■ **Coordinate annotation entries**:
--
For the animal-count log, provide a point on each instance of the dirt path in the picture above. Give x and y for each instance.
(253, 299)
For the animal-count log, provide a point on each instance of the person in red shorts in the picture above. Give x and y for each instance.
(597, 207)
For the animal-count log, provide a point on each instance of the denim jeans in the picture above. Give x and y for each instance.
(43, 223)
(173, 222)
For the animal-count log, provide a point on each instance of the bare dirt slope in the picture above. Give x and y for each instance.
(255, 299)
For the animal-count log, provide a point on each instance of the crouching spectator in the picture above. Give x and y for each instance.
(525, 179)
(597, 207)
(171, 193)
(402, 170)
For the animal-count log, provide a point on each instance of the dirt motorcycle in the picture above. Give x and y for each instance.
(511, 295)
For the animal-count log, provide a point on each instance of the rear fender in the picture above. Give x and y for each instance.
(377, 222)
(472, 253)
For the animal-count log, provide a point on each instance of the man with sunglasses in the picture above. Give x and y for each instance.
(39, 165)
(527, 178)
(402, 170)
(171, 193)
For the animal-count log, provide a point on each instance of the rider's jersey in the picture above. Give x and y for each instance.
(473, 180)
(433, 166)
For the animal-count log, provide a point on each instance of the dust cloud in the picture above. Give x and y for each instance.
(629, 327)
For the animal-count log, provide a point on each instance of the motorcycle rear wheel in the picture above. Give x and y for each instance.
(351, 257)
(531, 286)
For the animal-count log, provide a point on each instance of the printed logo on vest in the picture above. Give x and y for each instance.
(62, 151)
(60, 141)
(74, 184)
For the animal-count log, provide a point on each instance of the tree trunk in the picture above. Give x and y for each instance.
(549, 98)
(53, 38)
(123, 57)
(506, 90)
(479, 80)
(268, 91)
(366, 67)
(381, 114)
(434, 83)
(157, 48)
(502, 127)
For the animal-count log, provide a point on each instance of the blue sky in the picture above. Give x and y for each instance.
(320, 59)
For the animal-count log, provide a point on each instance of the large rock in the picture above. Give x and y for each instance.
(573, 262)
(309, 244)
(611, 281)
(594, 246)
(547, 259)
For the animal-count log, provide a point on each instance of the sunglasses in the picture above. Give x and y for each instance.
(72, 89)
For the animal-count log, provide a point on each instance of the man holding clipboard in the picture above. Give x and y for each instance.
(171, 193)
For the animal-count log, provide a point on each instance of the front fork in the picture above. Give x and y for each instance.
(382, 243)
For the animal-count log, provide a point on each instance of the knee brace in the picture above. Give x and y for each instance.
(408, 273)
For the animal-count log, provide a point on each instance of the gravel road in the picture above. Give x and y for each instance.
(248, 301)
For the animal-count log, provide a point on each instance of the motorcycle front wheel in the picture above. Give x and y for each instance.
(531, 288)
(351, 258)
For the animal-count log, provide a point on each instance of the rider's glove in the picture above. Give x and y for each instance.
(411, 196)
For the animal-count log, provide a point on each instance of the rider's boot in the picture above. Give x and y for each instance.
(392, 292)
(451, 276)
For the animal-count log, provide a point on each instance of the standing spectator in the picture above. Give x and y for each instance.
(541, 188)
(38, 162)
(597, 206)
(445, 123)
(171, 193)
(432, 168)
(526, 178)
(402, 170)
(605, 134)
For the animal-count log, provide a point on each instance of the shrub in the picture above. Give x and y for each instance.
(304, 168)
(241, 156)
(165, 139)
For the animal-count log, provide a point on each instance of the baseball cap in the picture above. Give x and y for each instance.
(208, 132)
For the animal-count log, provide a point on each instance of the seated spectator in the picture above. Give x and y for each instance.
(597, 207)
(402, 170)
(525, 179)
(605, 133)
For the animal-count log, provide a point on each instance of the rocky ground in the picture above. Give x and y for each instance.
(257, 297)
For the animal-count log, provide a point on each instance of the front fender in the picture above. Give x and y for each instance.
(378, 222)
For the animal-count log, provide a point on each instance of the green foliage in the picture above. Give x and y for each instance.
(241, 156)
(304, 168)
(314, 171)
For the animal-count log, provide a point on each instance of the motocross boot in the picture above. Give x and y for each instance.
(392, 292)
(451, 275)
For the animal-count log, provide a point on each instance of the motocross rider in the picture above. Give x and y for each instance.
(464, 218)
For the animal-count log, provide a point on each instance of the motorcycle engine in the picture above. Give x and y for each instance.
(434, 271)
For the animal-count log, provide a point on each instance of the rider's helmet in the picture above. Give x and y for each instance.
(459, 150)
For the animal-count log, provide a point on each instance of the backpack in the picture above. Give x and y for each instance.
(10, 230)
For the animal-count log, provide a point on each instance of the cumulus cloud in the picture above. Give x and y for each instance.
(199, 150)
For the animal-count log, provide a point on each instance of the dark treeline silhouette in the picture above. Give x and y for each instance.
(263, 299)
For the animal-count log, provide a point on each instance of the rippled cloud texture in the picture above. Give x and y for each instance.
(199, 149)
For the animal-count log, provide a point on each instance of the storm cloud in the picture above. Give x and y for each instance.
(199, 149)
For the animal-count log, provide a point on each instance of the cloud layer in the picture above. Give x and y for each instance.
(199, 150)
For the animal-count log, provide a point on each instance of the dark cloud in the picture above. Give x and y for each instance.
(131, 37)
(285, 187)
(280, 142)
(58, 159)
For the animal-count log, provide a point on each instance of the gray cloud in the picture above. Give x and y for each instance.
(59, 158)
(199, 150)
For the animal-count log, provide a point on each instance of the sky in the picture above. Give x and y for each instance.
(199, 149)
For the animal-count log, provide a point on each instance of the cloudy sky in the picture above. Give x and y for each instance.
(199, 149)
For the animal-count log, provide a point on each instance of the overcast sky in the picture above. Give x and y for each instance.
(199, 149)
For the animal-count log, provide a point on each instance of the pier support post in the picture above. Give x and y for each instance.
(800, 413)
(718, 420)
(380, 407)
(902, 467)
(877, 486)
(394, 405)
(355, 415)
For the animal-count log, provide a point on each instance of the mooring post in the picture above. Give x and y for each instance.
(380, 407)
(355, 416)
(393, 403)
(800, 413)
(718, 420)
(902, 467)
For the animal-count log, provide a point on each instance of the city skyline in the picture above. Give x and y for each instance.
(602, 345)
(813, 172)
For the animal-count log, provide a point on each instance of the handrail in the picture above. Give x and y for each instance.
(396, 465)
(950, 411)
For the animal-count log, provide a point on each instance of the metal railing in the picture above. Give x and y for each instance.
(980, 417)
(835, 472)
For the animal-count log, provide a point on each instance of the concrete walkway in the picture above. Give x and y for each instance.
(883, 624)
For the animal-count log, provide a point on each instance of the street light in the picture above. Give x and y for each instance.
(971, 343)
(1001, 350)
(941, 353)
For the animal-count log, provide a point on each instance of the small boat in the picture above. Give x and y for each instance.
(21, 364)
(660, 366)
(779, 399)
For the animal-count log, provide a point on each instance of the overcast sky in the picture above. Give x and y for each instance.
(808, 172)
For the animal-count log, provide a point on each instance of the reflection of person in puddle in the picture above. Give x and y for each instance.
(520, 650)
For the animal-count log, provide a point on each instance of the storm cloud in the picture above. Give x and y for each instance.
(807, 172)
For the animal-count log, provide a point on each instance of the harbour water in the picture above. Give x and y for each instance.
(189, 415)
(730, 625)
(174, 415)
--
■ **WHAT YOU ARE ASKED TO DO**:
Give all the entries again exactly; leave none out.

■ **COMPLETE ANSWER**:
For the animal-count log, provide a point on each instance of the dirt path in the picture above. Give x and y for each instance.
(253, 299)
For the animal-count log, provide a point on each instance of the person in red shorts in the picture above. Give x and y for each instance.
(597, 207)
For the animal-count log, provide a point on each instance of the denim jeans in the picture above. Give x and y for each instance.
(43, 223)
(173, 222)
For the animal-count log, provide a point on each instance of the bare dirt slope in the picture above. Give x and y for each instance.
(255, 299)
For the animal-count log, provide a point on each instance of the crouching spectator in the picture above. Give x and y for each instance.
(525, 179)
(597, 207)
(171, 193)
(402, 170)
For the animal-count log, provide a point on each instance of the dirt motorcycle in the picture above. Give x and y for each instance.
(511, 295)
For the animal-count log, provide a point on each instance of the rear fender in the picture above. Give x and y for each instance.
(377, 222)
(472, 253)
For the animal-count log, provide a point on each instance of the man with sunglasses in the picture above. Give x and y for each instance.
(39, 165)
(527, 178)
(402, 170)
(171, 193)
For the animal-count log, provide a point on each instance of the rider's jersey in the picture above. Give x and y for each instance.
(473, 180)
(433, 166)
For the animal-count log, provide a point on each instance of the dust cloud in the picture above. Give x and y for each instance.
(629, 327)
For the animal-count log, provide a point on each instance of the motorcycle rear wheel in the picture above. Give x and y for each instance.
(351, 257)
(531, 286)
For the animal-count log, provide a point on each instance of the printed logo on vest in the picture above. Give x and y for each instance.
(62, 151)
(60, 141)
(74, 184)
For the animal-count log, provide a point on each instance of the tree trunk in the picture above. Give x and y for each instance.
(549, 98)
(53, 38)
(123, 57)
(506, 90)
(479, 80)
(268, 91)
(366, 67)
(381, 114)
(434, 83)
(157, 48)
(502, 127)
For the animal-count log, provide a point on each instance of the blue sky in the picture above. Give x and y for each instance.
(320, 59)
For the animal-count log, provide a point on each instance of the large rock in the picture above. Give x and y for each instance.
(573, 262)
(309, 244)
(611, 281)
(594, 246)
(547, 259)
For the animal-count log, provide a point on each instance of the sunglasses in the picture above. Give x and y for each instance.
(72, 89)
For the animal-count log, provide a point on each instance of the man holding clipboard in the picture above. Give x and y for each instance.
(171, 193)
For the animal-count log, provide a point on each instance of the front fork in the picture above. Give x and y for each instance.
(382, 243)
For the animal-count log, provide a point on each instance of the knee brace in the picture above. Give x and y for each instance.
(408, 273)
For the animal-count log, provide a point on each instance of the gravel road in the picture above. Give x and y for each instance.
(248, 301)
For the animal-count log, provide a point on each instance of the motorcycle front wheel in the picture above. Give x and y for each instance.
(531, 288)
(351, 258)
For the animal-count log, provide a point on each instance of the rider's glove in the picture above. Give x and y for each instance.
(411, 196)
For the animal-count log, provide a point on each instance of the rider's boot in the picture above. Give x and y for each instance.
(392, 292)
(451, 276)
For the animal-count log, provide a point on each instance of the standing spectator in the picture above. Give x and y for each instance.
(541, 188)
(38, 162)
(597, 206)
(445, 123)
(171, 193)
(432, 168)
(526, 178)
(402, 170)
(605, 134)
For the animal-count log, provide a point on each instance of the shrub in the picture above. Give x and y for each instance.
(304, 168)
(241, 156)
(165, 139)
For the animal-count log, provide a point on each instance of the baseball cap in the picture above. Give x and y for each instance.
(208, 132)
For the animal-count log, provide a point on each instance of the seated spectator in the picture above. Give x and y for each instance.
(597, 207)
(402, 170)
(525, 179)
(605, 133)
For the animal-count log, provide a point on each instance of the rocky ground in the picture above. Give x and y for each instance.
(257, 297)
For the animal-count log, provide a point on each instance of the front fender in the picture above. Give x and y for each instance.
(378, 222)
For the animal-count log, provide a point on each instance of the green foliage in the picture above. Give x and y for each instance.
(241, 156)
(304, 168)
(314, 171)
For the animal-count log, provide a point on each instance of the motocross boot in the picture above. Give x and y for each instance.
(392, 292)
(451, 275)
For the animal-count log, provide a point on each instance of the motocross rider in the picture above. Give x and y for each instance.
(464, 218)
For the animal-count log, provide a point on each instance of the motorcycle engine in the picture above. Give x and y for each instance.
(434, 271)
For the animal-count log, provide a point on each instance of the rider's helmet in the picture above. Give x and y for each instance.
(459, 150)
For the animal-count log, provide a point on each instance of the backpack in the picture above. Give x and y for each instance.
(10, 230)
For the animal-count log, provide a point on each instance of the cumulus cloud in the picture above. Give x and y for each instance.
(199, 150)
For the animal-count log, provide a point on each instance of the dark treeline silhouette in the picture above. Give x and y for each instance.
(263, 299)
For the animal-count log, provide a point on each instance of the rippled cloud texture in the picture above. Give x and y for each instance.
(199, 149)
For the animal-count log, provide a point on each instance of the storm cloud in the picture above. Give x and y for each instance.
(199, 149)
For the animal-count log, provide a point on each instance of the cloud layer in the picture above. Give x and y for each instance.
(199, 150)
For the animal-count log, provide a point on each instance of the dark cloud in the picture above. Give x and y for each instance.
(131, 37)
(285, 187)
(280, 142)
(58, 159)
For the animal-count log, provide a point on each instance of the gray cloud in the picture above. Give x and y for each instance.
(59, 158)
(199, 150)
For the animal-count log, provide a point on each instance of the sky in the picture above. Give x and y for each instance.
(199, 149)
For the animal-count log, provide a point on each instance of the cloudy sky in the picture above. Give x and y for each instance.
(199, 149)
For the animal-count log, provide a point on each instance of the overcast sky in the picture above. Give x and y for each instance.
(199, 149)
For the animal-count log, provide a point on each instance of the pier support post in the picture above. Give x and y for each instance.
(800, 413)
(718, 420)
(380, 407)
(902, 467)
(877, 486)
(394, 405)
(355, 415)
For the animal-count log, provide a point on each instance of the mooring post in the picture above. Give x and y for each instance.
(380, 407)
(355, 416)
(393, 403)
(800, 413)
(718, 420)
(902, 467)
For the animal-count log, provide a point on each instance of the city skyline in the picture above. Give x and y for each instance.
(602, 345)
(813, 172)
For the animal-count log, provide a point on each instance of the handrail in the picture above. Give x and y for each instance.
(396, 465)
(950, 411)
For the animal-count log, provide a point on each instance of the metal railing in the picture above. Give x and y for each instance.
(980, 417)
(835, 472)
For the animal-count log, provide a point on each instance of the concrete walkway in the picture above. Give x and y for each instance.
(883, 624)
For the animal-count log, provide a point on each instance of the street light in the picture above. Give x and y for each instance.
(971, 343)
(1001, 350)
(941, 353)
For the animal-count log, provide a point on each instance of the small boat in the picture above. Give x and y for each instance.
(21, 364)
(660, 366)
(779, 399)
For the animal-count log, provide a point on each instance of the overcast sky in the picture above. Give x and y for each instance.
(808, 172)
For the animal-count log, provide a point on each instance of the reflection of person in puddle in the picture above. Give x and y for each instance.
(520, 650)
For the animal-count log, provide a point on each instance of the storm cloud in the picture above. Give x and y for each instance.
(807, 172)
For the animal-count log, provide a point on each instance of the harbour water in the picture above. Give x and y for each instance.
(189, 415)
(730, 625)
(174, 415)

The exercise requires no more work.